**Input material**

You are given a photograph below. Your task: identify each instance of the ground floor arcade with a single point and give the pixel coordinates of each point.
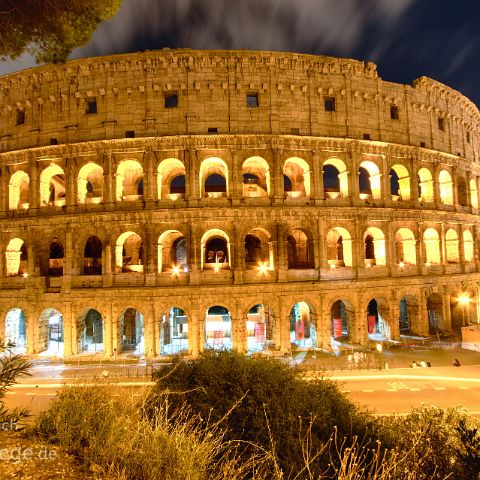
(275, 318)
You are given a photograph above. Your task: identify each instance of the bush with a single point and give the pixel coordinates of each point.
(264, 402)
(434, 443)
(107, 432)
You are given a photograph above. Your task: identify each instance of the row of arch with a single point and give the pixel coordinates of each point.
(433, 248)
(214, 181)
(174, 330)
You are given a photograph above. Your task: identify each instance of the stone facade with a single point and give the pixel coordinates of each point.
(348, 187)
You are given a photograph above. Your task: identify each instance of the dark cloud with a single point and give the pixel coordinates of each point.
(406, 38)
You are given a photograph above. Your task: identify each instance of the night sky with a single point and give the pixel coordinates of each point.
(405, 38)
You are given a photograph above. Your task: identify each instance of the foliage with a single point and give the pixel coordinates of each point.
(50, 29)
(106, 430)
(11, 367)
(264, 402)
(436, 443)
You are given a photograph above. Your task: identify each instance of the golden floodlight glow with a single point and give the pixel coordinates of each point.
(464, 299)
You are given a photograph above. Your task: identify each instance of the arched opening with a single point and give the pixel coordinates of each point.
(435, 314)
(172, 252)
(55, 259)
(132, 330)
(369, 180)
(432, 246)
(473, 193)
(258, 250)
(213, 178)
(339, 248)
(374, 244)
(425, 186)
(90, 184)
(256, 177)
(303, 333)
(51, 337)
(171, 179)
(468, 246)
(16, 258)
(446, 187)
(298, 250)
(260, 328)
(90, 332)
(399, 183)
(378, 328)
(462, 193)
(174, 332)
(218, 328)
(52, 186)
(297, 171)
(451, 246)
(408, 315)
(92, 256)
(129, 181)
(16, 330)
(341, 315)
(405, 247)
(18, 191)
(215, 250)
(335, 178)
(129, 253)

**Task details**
Only the span from the line with "of the night" through the final line of the records goes in the output, each line unchanged.

**Result for this task**
You are given a photograph above. Your task: identify each instance of the night sky with a single point and give the pixel coordinates of each point.
(405, 38)
You are given a photograph above. Your task: identify each instance of the foliage with a single point and give the pixel coordinates of each point.
(50, 29)
(106, 430)
(11, 367)
(264, 402)
(436, 443)
You are given a photograph above. Your task: identify each instance of the golden floodlight glow with a single point and give the pixel coordinates of each point.
(464, 299)
You are given a photograph above. Your task: identify each instance of the arched opening with a single point and give the pixel coordinates of each point.
(435, 314)
(172, 252)
(55, 259)
(132, 330)
(369, 180)
(432, 246)
(473, 193)
(258, 250)
(213, 178)
(339, 248)
(374, 244)
(425, 186)
(90, 184)
(256, 177)
(303, 333)
(51, 337)
(171, 179)
(468, 246)
(16, 258)
(446, 187)
(298, 250)
(260, 328)
(90, 332)
(399, 183)
(378, 328)
(462, 193)
(174, 332)
(218, 328)
(52, 186)
(297, 171)
(451, 246)
(408, 315)
(92, 256)
(129, 181)
(16, 330)
(341, 315)
(405, 247)
(18, 191)
(215, 250)
(335, 178)
(129, 253)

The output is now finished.